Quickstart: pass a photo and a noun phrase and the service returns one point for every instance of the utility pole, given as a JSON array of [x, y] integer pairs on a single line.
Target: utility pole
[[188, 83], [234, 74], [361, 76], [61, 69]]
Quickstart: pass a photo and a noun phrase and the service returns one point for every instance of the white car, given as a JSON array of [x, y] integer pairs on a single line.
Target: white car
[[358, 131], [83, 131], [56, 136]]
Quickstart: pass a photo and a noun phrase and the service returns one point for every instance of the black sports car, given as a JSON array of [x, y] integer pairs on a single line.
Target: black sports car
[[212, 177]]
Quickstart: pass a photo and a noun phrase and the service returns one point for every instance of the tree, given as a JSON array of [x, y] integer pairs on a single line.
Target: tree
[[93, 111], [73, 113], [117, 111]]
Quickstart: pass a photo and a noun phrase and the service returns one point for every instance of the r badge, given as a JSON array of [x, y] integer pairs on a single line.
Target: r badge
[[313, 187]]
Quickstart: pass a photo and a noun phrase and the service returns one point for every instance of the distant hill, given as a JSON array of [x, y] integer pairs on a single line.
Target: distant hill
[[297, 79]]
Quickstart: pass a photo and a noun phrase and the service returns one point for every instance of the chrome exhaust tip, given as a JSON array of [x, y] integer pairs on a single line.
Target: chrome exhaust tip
=====
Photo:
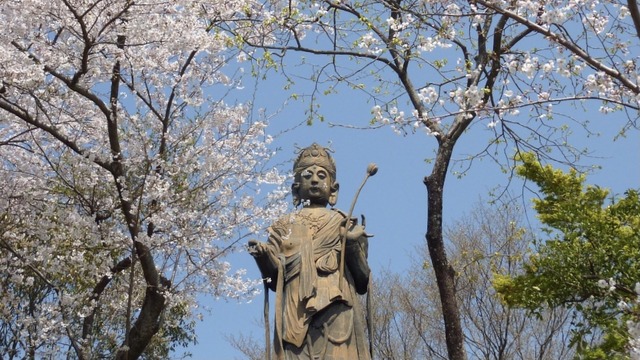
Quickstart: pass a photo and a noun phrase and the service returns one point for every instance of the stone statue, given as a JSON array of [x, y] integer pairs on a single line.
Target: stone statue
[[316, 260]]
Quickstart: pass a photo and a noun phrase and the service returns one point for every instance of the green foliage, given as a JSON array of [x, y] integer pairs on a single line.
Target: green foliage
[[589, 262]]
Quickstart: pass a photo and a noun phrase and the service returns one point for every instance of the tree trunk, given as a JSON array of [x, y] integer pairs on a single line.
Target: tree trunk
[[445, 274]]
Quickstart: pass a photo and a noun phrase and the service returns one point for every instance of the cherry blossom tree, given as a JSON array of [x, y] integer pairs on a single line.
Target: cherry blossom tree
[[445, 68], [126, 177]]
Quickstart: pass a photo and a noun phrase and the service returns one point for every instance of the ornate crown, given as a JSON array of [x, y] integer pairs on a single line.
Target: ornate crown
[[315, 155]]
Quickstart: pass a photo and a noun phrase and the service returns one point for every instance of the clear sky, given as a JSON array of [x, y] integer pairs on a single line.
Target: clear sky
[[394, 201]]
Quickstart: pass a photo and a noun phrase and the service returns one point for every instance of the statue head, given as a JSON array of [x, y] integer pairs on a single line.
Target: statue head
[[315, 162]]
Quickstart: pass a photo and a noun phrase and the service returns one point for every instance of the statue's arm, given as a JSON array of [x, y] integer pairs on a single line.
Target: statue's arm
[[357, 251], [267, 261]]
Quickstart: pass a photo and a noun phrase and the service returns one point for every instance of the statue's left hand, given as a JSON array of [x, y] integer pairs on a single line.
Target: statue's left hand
=====
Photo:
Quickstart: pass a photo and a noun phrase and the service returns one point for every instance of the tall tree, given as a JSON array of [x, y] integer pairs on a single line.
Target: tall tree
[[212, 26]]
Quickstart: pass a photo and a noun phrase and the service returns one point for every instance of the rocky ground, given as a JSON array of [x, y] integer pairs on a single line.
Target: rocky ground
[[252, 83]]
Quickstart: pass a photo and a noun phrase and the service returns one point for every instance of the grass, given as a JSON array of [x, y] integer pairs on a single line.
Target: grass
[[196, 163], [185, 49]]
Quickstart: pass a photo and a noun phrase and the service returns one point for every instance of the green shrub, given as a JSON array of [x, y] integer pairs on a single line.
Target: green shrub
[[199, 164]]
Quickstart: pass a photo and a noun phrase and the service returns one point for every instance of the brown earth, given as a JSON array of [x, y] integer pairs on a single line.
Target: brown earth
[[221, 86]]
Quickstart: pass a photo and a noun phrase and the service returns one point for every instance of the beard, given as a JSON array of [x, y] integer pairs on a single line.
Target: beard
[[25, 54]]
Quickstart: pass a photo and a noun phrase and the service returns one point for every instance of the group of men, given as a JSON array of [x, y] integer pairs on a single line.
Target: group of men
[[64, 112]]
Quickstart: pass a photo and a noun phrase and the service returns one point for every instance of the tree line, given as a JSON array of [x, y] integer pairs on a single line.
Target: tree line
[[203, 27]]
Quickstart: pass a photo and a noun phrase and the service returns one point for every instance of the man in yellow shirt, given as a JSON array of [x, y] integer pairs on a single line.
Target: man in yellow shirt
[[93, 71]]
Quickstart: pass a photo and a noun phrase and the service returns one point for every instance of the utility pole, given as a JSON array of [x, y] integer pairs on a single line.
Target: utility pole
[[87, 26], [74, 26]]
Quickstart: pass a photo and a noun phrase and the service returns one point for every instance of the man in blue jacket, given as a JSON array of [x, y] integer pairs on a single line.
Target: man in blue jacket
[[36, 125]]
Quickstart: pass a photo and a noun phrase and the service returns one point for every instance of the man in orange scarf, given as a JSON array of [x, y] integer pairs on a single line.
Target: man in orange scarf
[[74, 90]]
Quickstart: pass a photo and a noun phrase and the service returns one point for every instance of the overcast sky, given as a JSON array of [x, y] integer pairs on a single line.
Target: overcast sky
=====
Taakinstructies>
Neem de regels uit de lijst hierboven ongewijzigd over, beginnend bij de regel met "of the cherry" en eindigend bij de regel met "[[445, 68], [126, 177]]". Beide grensregels horen erbij.

Resultaat oefening>
Quickstart: pass a photo and a noun phrase and the service returns one point for every instance of the cherry blossom tree, given as a JSON array of [x, y] integer pairs on a single line.
Target: cherry blossom tree
[[445, 68], [126, 177]]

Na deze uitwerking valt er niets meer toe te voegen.